Rows taken from a dataset:

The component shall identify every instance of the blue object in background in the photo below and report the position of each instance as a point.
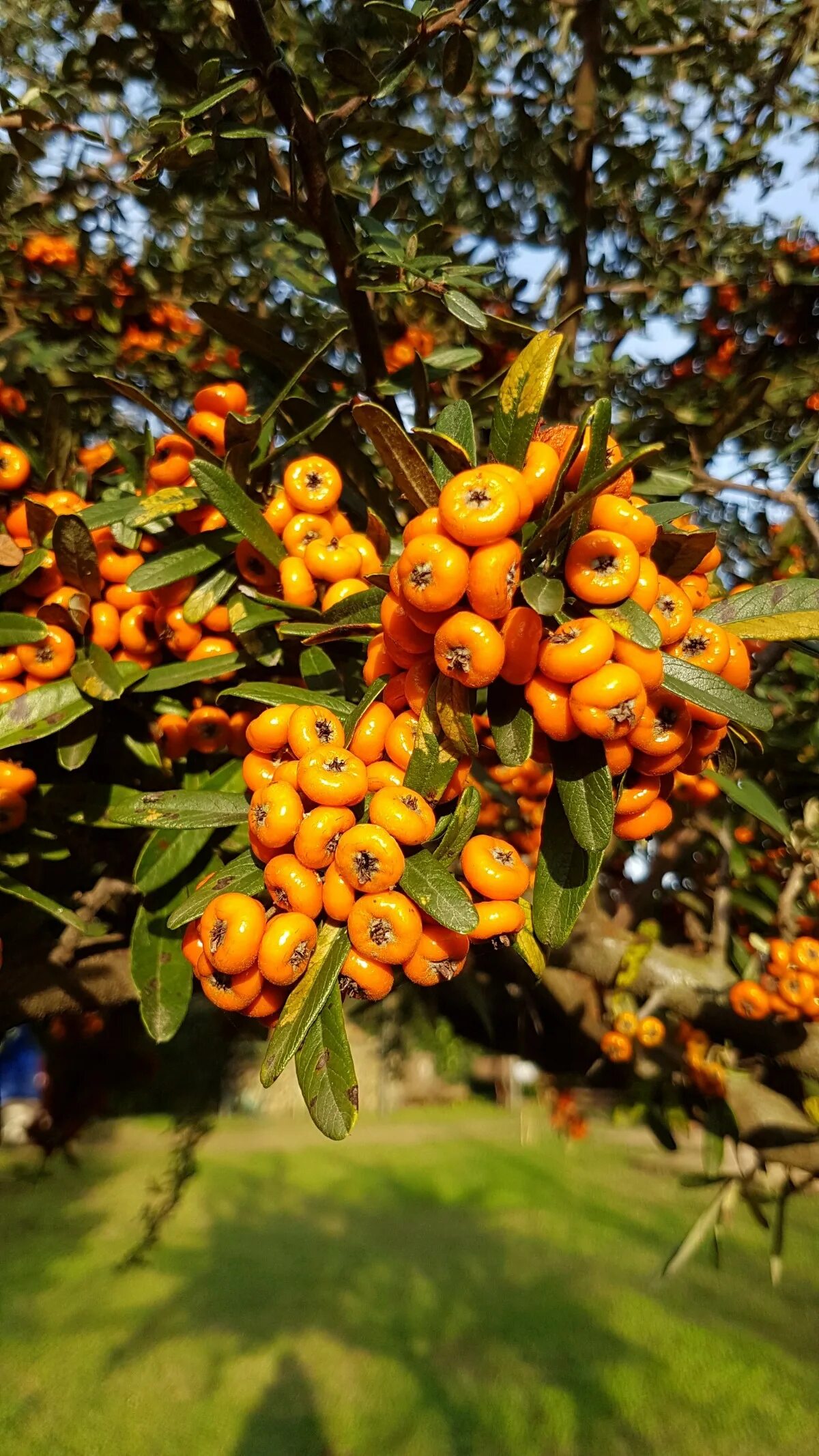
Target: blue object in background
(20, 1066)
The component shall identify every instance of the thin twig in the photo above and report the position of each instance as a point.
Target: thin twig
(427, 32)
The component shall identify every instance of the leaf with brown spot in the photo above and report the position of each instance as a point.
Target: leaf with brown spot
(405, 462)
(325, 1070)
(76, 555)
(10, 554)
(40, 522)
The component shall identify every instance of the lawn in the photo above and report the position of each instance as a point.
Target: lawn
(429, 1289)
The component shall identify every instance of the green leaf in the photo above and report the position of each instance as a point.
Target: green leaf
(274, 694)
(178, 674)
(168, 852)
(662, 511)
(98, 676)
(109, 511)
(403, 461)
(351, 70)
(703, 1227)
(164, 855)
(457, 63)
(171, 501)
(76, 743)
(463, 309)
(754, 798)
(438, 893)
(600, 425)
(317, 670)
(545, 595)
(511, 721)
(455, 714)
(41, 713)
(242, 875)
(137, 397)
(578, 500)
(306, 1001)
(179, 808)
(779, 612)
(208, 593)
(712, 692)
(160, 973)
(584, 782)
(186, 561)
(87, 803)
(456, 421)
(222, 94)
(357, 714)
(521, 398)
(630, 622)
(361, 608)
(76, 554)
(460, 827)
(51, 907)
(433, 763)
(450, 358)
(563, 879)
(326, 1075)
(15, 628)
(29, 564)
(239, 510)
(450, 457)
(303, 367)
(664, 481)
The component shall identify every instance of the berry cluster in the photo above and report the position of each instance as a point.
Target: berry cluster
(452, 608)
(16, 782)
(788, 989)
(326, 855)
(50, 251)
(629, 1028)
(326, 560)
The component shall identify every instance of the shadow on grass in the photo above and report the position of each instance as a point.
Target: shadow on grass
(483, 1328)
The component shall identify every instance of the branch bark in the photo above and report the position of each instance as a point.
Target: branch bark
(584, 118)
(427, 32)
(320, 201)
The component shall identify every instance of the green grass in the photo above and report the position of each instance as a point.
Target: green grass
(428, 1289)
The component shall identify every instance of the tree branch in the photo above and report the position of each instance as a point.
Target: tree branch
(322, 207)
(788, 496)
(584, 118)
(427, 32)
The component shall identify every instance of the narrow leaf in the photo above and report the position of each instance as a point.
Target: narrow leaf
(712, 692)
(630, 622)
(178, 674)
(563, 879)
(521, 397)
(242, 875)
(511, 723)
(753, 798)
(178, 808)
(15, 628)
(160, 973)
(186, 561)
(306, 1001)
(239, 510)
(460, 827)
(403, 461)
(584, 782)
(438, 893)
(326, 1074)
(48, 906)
---
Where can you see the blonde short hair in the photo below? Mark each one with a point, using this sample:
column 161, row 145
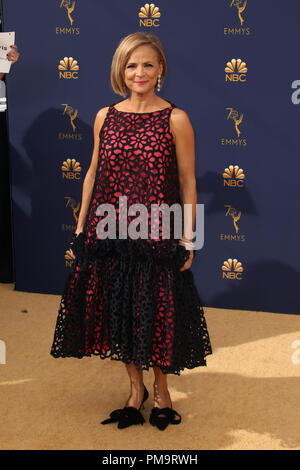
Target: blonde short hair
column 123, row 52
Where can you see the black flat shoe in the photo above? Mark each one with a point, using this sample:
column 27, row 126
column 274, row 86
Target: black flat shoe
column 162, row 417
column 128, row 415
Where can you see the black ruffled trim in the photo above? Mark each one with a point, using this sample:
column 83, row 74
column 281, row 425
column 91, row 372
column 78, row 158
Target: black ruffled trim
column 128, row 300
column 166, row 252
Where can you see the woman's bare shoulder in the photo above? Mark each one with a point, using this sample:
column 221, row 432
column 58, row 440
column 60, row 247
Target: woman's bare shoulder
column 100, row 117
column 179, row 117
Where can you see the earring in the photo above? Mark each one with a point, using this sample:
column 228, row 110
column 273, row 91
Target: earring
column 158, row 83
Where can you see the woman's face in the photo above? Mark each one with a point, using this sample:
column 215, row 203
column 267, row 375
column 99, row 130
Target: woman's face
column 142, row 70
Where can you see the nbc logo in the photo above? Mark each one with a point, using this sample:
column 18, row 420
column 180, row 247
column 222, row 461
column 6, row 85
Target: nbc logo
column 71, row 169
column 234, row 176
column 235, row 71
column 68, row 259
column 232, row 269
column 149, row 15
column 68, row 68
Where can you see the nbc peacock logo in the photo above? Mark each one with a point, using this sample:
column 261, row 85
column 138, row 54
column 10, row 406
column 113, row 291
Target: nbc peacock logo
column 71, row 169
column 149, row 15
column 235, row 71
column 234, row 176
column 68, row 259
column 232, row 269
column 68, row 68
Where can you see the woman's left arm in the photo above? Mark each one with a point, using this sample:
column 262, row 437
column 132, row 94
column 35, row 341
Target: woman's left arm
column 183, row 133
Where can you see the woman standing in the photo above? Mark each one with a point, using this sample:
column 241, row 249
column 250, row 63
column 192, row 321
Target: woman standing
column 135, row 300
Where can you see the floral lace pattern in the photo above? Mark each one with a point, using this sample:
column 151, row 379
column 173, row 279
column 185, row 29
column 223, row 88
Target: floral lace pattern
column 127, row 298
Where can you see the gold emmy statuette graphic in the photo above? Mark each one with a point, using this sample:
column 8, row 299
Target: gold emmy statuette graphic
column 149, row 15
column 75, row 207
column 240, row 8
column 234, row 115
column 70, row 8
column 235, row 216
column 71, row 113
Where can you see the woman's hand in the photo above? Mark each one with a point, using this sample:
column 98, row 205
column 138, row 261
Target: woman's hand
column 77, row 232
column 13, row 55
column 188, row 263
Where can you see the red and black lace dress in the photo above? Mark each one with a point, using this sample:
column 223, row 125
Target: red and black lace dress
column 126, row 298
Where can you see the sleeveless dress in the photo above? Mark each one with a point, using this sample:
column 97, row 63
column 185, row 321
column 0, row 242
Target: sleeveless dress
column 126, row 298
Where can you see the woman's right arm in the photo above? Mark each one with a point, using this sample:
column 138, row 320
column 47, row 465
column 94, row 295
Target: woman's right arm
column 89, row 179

### THE TASK
Arrange the lines of the listing above as a numbered list, from the line containing "Where can you see the woman's hand" through the line containing "column 188, row 263", both included, and leave out any blank lines.

### COMPLETE ANSWER
1. Where can you see the woman's hand in the photo above? Mark each one with a point, using this sample:
2. column 98, row 205
3. column 138, row 261
4. Target: woman's hand
5. column 77, row 232
6. column 13, row 55
7. column 188, row 263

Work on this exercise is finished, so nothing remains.